Given exercise — In the stretch of entries from the line containing "Highlight the ice" through the line containing "[0,111,150,211]", replace "interface" with "image" and leave everything else unchanged. Give back only those lines, without the pictures.
BEGIN Supplied data
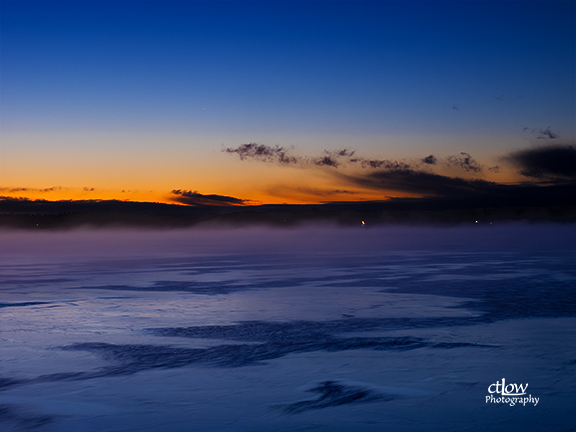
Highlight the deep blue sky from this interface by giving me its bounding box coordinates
[1,1,575,133]
[0,0,576,202]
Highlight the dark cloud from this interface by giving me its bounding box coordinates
[522,126,559,139]
[446,152,482,173]
[312,155,340,168]
[222,142,301,164]
[0,186,63,193]
[298,187,357,197]
[503,145,576,179]
[357,159,410,170]
[172,189,245,206]
[223,142,355,168]
[538,126,558,139]
[342,169,495,197]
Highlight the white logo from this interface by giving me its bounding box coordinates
[486,378,540,406]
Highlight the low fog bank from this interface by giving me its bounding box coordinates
[0,202,576,231]
[0,223,576,260]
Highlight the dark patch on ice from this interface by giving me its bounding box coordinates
[146,317,485,343]
[394,277,576,322]
[71,278,310,295]
[1,278,75,285]
[276,381,394,414]
[0,302,52,308]
[62,337,427,375]
[0,378,25,390]
[0,404,57,430]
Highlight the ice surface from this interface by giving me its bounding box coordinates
[0,226,576,432]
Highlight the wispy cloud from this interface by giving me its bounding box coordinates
[503,145,576,179]
[446,152,482,173]
[222,142,301,164]
[0,186,63,193]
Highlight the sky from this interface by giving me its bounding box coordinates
[0,0,576,208]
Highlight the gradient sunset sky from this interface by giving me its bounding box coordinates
[0,0,576,204]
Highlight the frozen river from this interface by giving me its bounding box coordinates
[0,226,576,432]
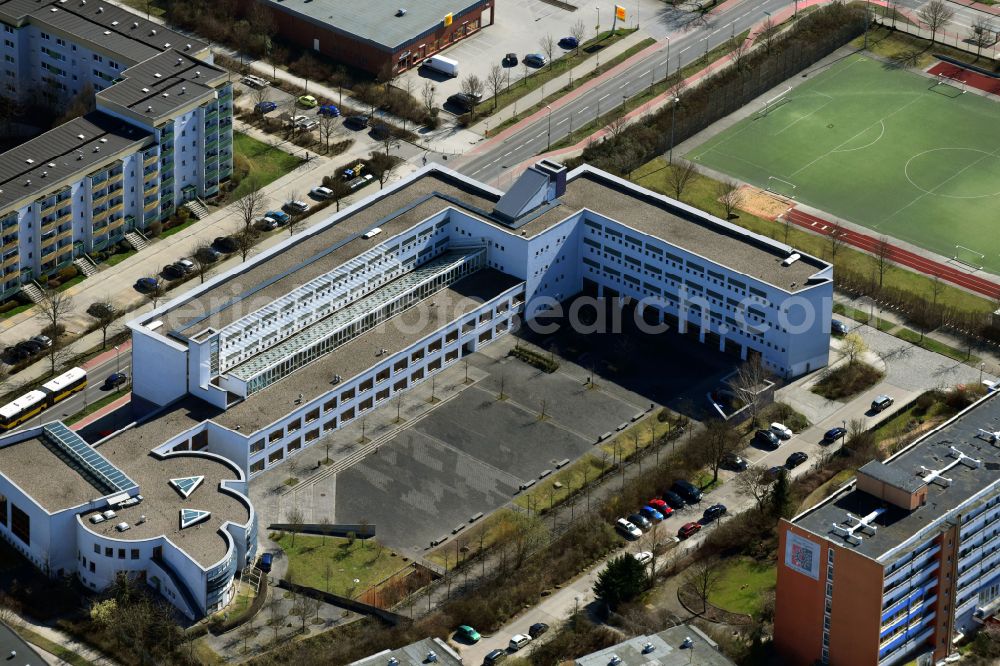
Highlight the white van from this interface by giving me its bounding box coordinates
[421,56,458,77]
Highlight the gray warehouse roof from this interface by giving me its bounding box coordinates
[0,0,207,65]
[261,0,484,50]
[792,394,1000,559]
[0,111,150,211]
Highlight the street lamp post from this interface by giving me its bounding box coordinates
[545,104,552,150]
[667,97,681,165]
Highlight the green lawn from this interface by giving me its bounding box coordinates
[687,55,1000,272]
[278,534,407,597]
[708,557,778,616]
[632,158,996,312]
[228,132,302,201]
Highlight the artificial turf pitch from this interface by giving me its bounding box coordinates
[686,55,1000,273]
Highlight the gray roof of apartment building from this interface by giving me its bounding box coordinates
[0,111,151,211]
[0,0,207,65]
[266,0,482,50]
[212,268,521,433]
[575,624,733,666]
[793,394,1000,559]
[350,638,462,666]
[97,49,228,122]
[150,165,829,337]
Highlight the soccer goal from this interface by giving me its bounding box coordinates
[951,245,986,272]
[754,86,792,118]
[767,176,796,199]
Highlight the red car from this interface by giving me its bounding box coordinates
[647,498,674,518]
[677,523,701,539]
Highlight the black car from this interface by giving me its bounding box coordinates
[212,236,237,254]
[823,426,847,442]
[160,264,184,280]
[528,622,549,638]
[483,650,507,666]
[670,479,701,504]
[344,116,368,129]
[704,504,726,520]
[785,451,809,469]
[753,430,781,449]
[628,513,653,530]
[663,490,687,509]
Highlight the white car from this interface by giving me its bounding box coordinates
[615,518,642,539]
[771,423,794,439]
[632,550,653,565]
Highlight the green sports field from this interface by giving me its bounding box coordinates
[686,55,1000,273]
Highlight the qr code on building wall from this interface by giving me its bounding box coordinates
[792,543,813,571]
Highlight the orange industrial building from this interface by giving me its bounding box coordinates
[775,394,1000,666]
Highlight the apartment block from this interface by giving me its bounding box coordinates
[775,394,1000,666]
[0,0,233,299]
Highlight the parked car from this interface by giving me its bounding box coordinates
[639,506,663,523]
[134,278,160,291]
[281,200,309,213]
[670,479,701,504]
[524,53,548,67]
[309,185,333,199]
[823,426,847,443]
[722,453,750,472]
[264,210,291,226]
[31,335,52,349]
[628,513,653,530]
[677,523,701,539]
[455,624,482,643]
[771,423,795,439]
[260,553,274,573]
[632,550,653,564]
[483,648,507,666]
[160,264,184,280]
[702,504,726,521]
[663,490,687,509]
[212,236,239,254]
[785,451,809,469]
[344,116,368,129]
[194,245,222,264]
[753,430,781,449]
[507,634,531,652]
[104,372,128,389]
[872,394,893,413]
[528,622,549,638]
[615,518,642,539]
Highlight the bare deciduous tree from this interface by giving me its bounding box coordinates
[486,65,507,111]
[917,0,955,44]
[667,160,698,199]
[736,465,774,511]
[718,179,743,220]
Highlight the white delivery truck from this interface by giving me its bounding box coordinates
[422,56,458,76]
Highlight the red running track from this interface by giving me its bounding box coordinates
[786,208,1000,299]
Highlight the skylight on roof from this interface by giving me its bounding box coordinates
[170,476,205,499]
[181,509,212,530]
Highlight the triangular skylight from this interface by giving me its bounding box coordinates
[181,509,212,529]
[170,476,205,499]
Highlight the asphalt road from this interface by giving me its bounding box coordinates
[455,0,976,184]
[6,344,132,432]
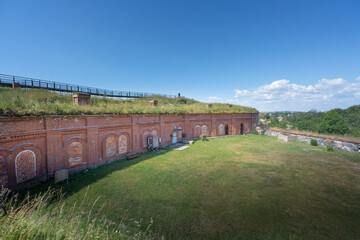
END Supplied data
Result below —
Highlight the ice surface from this image by giving me its bounding box coordinates
[0,226,576,432]
Highlight the wispy cloud from this image by giving me its bounding box coordinates
[503,145,576,179]
[446,152,482,173]
[222,142,301,164]
[0,186,63,193]
Highlight the sky from this image by giving me its bounding box coordinates
[0,0,576,208]
Highlight the gradient sunset sky from this image by giving me its bounding box coordinates
[0,0,576,204]
Highlight the frozen river from this image by giving me its bounding box coordinates
[0,226,576,432]
Highlight the white van from this image by giving me its bounding box coordinates
[421,56,458,77]
Highlight the gray warehouse roof from this image by giving me its bounding box coordinates
[0,0,207,65]
[261,0,484,50]
[792,394,1000,559]
[0,111,150,211]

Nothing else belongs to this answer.